Start RECORDS PROVIDED
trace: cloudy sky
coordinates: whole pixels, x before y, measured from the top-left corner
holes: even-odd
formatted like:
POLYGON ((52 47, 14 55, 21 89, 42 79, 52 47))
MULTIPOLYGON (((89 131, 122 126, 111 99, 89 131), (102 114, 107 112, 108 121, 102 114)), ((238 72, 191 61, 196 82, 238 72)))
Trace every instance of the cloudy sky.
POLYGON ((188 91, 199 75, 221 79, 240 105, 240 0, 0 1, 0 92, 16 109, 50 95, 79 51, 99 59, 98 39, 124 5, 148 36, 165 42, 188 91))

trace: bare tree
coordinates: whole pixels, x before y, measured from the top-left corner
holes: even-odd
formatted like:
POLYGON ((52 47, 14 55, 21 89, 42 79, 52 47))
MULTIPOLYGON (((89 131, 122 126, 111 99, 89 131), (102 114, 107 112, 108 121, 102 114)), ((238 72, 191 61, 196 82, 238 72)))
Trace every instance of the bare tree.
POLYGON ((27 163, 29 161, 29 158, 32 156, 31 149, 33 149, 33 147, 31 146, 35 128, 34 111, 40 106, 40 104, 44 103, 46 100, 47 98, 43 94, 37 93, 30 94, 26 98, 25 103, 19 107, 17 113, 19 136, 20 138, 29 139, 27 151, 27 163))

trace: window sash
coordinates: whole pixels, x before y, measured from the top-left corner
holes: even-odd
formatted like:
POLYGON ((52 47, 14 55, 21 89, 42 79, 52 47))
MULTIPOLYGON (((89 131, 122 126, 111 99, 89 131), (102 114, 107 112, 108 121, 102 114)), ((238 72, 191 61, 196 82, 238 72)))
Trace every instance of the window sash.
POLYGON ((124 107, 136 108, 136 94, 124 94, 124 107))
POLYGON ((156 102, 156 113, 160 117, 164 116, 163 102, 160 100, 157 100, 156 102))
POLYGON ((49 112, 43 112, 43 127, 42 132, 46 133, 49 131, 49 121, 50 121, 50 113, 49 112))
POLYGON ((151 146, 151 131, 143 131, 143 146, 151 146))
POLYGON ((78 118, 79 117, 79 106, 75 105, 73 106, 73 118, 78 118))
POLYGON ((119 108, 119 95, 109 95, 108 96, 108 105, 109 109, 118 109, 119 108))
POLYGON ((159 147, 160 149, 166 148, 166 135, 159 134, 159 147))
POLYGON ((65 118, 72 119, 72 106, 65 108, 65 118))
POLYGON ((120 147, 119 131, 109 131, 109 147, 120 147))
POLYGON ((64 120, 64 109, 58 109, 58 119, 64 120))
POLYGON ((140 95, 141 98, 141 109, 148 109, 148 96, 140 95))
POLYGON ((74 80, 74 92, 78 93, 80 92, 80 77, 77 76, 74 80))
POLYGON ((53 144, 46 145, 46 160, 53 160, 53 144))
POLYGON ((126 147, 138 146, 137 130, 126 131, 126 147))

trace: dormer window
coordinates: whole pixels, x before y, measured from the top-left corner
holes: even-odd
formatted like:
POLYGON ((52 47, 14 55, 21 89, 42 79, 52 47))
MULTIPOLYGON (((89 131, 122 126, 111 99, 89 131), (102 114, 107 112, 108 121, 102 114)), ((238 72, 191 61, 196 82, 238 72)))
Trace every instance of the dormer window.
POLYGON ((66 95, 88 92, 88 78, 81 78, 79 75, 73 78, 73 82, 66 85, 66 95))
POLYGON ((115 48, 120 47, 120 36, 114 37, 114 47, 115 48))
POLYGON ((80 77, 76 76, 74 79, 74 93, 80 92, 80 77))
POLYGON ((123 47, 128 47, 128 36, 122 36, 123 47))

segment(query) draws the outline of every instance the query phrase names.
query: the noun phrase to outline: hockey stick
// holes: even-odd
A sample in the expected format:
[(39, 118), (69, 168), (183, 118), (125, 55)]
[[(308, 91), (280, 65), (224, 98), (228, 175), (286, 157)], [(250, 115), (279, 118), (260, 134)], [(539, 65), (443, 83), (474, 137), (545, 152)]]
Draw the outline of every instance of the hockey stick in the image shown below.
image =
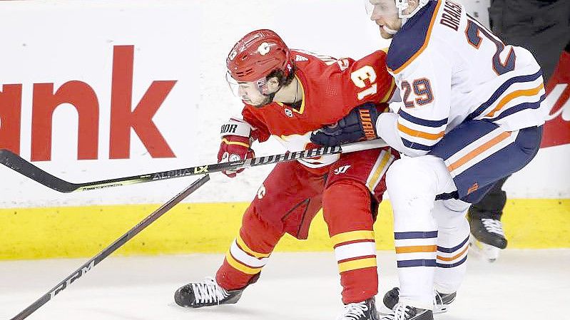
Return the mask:
[(108, 257), (109, 254), (115, 252), (117, 249), (121, 247), (123, 244), (124, 244), (126, 242), (130, 240), (133, 238), (133, 237), (138, 234), (140, 232), (143, 231), (146, 227), (148, 227), (149, 224), (154, 222), (157, 219), (161, 217), (163, 215), (166, 213), (168, 210), (172, 209), (173, 207), (176, 205), (178, 202), (184, 200), (186, 197), (190, 195), (190, 193), (193, 192), (198, 188), (203, 185), (205, 182), (207, 182), (210, 180), (210, 176), (208, 175), (205, 175), (204, 177), (201, 177), (200, 179), (195, 181), (192, 185), (184, 189), (181, 192), (176, 195), (175, 197), (173, 197), (164, 205), (161, 206), (158, 209), (155, 210), (153, 213), (146, 217), (143, 221), (138, 222), (138, 224), (132, 229), (128, 230), (126, 234), (123, 234), (120, 238), (117, 239), (114, 242), (111, 244), (108, 247), (105, 248), (103, 251), (99, 252), (97, 255), (91, 258), (89, 261), (85, 263), (85, 264), (82, 265), (79, 267), (77, 270), (73, 272), (71, 274), (67, 277), (63, 281), (58, 284), (56, 287), (54, 287), (51, 290), (50, 290), (48, 293), (44, 294), (41, 298), (36, 300), (33, 304), (28, 306), (27, 308), (24, 309), (21, 312), (18, 314), (17, 316), (14, 316), (11, 319), (11, 320), (22, 320), (26, 319), (34, 311), (39, 309), (44, 304), (46, 304), (49, 301), (51, 300), (54, 296), (61, 292), (64, 289), (69, 287), (74, 281), (79, 279), (81, 276), (87, 273), (87, 272), (90, 271), (93, 269), (97, 264), (101, 262), (103, 259)]
[(29, 178), (39, 182), (60, 192), (73, 192), (76, 191), (92, 190), (111, 187), (118, 187), (135, 183), (148, 182), (165, 179), (187, 177), (188, 175), (204, 175), (223, 170), (237, 170), (240, 168), (283, 162), (294, 160), (307, 159), (313, 157), (334, 155), (340, 153), (352, 153), (363, 150), (385, 147), (386, 143), (381, 139), (347, 143), (339, 147), (323, 147), (317, 149), (305, 150), (294, 153), (285, 153), (280, 155), (266, 155), (244, 160), (230, 161), (229, 162), (215, 163), (213, 165), (198, 165), (159, 172), (147, 173), (131, 177), (118, 177), (106, 180), (93, 181), (91, 182), (73, 183), (60, 179), (49, 174), (29, 162), (24, 160), (18, 155), (6, 149), (0, 150), (0, 163), (10, 169), (24, 175)]

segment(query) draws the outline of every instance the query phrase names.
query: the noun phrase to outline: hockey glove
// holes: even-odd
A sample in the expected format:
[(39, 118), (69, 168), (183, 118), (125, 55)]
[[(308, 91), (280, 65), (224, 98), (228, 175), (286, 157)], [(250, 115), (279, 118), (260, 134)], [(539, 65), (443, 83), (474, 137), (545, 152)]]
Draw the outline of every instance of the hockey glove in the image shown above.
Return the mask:
[(311, 134), (313, 143), (335, 147), (342, 143), (378, 138), (376, 120), (378, 111), (374, 103), (365, 103), (355, 108), (336, 124), (322, 128)]
[[(253, 139), (250, 138), (251, 129), (249, 123), (233, 118), (222, 125), (222, 143), (220, 145), (220, 151), (218, 152), (218, 163), (250, 159), (255, 156), (250, 148), (253, 142)], [(243, 170), (225, 170), (222, 172), (230, 177), (235, 177)]]

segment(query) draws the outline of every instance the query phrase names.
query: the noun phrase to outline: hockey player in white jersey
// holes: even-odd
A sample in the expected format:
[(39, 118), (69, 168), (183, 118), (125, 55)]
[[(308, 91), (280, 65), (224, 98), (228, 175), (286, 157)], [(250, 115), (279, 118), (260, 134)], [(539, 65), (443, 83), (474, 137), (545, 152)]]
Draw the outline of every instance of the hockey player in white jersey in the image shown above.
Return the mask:
[[(464, 8), (444, 0), (365, 0), (402, 99), (378, 115), (376, 134), (407, 157), (388, 170), (400, 287), (385, 296), (390, 316), (431, 320), (464, 277), (465, 213), (494, 183), (536, 154), (548, 110), (540, 68), (503, 43)], [(346, 121), (312, 141), (353, 141)], [(364, 139), (364, 127), (360, 136)]]

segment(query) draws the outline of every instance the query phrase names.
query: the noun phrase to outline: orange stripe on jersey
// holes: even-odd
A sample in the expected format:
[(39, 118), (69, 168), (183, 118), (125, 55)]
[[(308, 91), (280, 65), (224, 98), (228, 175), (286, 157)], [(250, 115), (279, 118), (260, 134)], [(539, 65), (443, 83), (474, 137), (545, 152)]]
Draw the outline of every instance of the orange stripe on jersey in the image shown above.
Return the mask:
[(501, 99), (501, 101), (497, 105), (497, 107), (495, 107), (495, 108), (493, 109), (491, 112), (485, 115), (485, 117), (492, 117), (493, 115), (494, 115), (495, 113), (501, 110), (504, 106), (504, 105), (509, 103), (509, 101), (516, 98), (522, 97), (522, 96), (529, 97), (535, 96), (543, 88), (544, 88), (544, 84), (541, 83), (540, 86), (539, 86), (536, 88), (533, 88), (532, 89), (517, 90), (516, 91), (513, 91), (509, 93), (508, 95), (505, 96), (505, 97), (503, 98), (502, 99)]
[(461, 167), (462, 165), (464, 165), (467, 161), (473, 159), (474, 158), (477, 157), (477, 155), (483, 153), (484, 152), (487, 151), (491, 147), (497, 145), (497, 143), (500, 143), (501, 141), (507, 139), (507, 138), (511, 136), (510, 131), (505, 131), (500, 135), (497, 135), (497, 137), (491, 139), (490, 140), (487, 141), (482, 145), (478, 147), (477, 149), (471, 151), (470, 153), (467, 153), (467, 155), (464, 155), (463, 157), (460, 158), (457, 161), (452, 163), (451, 165), (447, 166), (447, 170), (449, 171), (453, 171), (455, 169)]
[(410, 129), (404, 125), (398, 123), (398, 130), (404, 133), (411, 135), (412, 137), (419, 137), (427, 140), (437, 140), (440, 139), (445, 134), (445, 131), (442, 131), (437, 133), (428, 133), (423, 131), (418, 131), (417, 130)]
[(396, 247), (396, 253), (435, 252), (437, 245)]
[(423, 52), (424, 50), (427, 47), (427, 43), (429, 42), (429, 36), (432, 35), (432, 29), (433, 29), (434, 23), (435, 22), (436, 20), (435, 17), (437, 16), (437, 14), (439, 12), (439, 6), (442, 5), (442, 2), (443, 2), (443, 1), (442, 0), (437, 1), (437, 5), (436, 6), (435, 10), (434, 10), (433, 15), (432, 16), (432, 21), (429, 22), (429, 28), (427, 29), (427, 33), (426, 34), (425, 40), (424, 41), (424, 44), (422, 45), (422, 47), (419, 48), (419, 50), (418, 50), (417, 52), (414, 53), (414, 55), (412, 56), (412, 58), (409, 58), (407, 61), (404, 62), (404, 64), (402, 65), (402, 66), (400, 66), (396, 70), (390, 70), (390, 71), (392, 71), (394, 73), (399, 73), (402, 72), (402, 71), (404, 68), (408, 66), (409, 63), (411, 63), (412, 61), (413, 61), (416, 58), (417, 58), (417, 56), (419, 56), (422, 53), (422, 52)]
[(465, 249), (464, 249), (463, 251), (462, 251), (461, 252), (458, 253), (457, 254), (455, 254), (453, 257), (449, 257), (449, 258), (446, 258), (445, 257), (437, 256), (437, 259), (439, 259), (439, 260), (442, 260), (442, 261), (447, 261), (447, 262), (453, 261), (453, 260), (459, 258), (459, 257), (461, 257), (461, 255), (463, 254), (464, 253), (465, 253), (465, 252), (467, 252), (469, 248), (469, 246), (466, 246)]

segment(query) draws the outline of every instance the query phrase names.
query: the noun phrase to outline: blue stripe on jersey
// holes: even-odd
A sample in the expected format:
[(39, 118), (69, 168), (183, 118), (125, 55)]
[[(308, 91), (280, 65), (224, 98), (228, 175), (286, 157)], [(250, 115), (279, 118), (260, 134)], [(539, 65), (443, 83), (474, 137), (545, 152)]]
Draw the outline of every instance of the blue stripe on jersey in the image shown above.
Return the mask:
End RECORDS PROVIDED
▶ _INSTRUCTIONS FOR THE TASK_
Reproduce everything in the listing above from the line containing "trace: window sash" down to the line containing "POLYGON ((126 147, 138", with both of those lines included.

▶ _SOLUTION FOR THIS TASK_
trace: window sash
coordinates: whole pixels, x before y, measured from the top-left corner
holes: even-odd
formatted like:
POLYGON ((52 47, 14 55, 21 89, 42 79, 52 47))
MULTIPOLYGON (((89 131, 122 126, 111 99, 89 131), (102 114, 107 112, 108 121, 102 114)), ((238 72, 191 61, 196 82, 238 72)))
Trace every instance of the window sash.
POLYGON ((124 107, 136 108, 136 94, 124 94, 124 107))
POLYGON ((156 102, 156 113, 160 117, 164 116, 163 102, 160 100, 157 100, 156 102))
POLYGON ((49 112, 43 112, 43 127, 42 132, 46 133, 49 131, 49 121, 50 121, 50 113, 49 112))
POLYGON ((151 146, 151 131, 143 131, 143 146, 151 146))
POLYGON ((78 118, 79 117, 79 106, 75 105, 73 106, 73 118, 78 118))
POLYGON ((119 108, 119 95, 109 95, 108 96, 108 105, 109 109, 118 109, 119 108))
POLYGON ((159 147, 160 149, 166 148, 166 135, 159 134, 159 147))
POLYGON ((65 118, 72 119, 72 106, 65 108, 65 118))
POLYGON ((120 147, 119 131, 109 131, 109 147, 120 147))
POLYGON ((64 120, 64 109, 58 109, 58 119, 64 120))
POLYGON ((140 95, 141 98, 141 109, 148 109, 148 96, 140 95))
POLYGON ((74 80, 74 92, 78 93, 80 92, 80 77, 77 76, 74 80))
POLYGON ((53 144, 46 145, 46 160, 53 160, 53 144))
POLYGON ((126 147, 138 146, 137 130, 126 131, 126 147))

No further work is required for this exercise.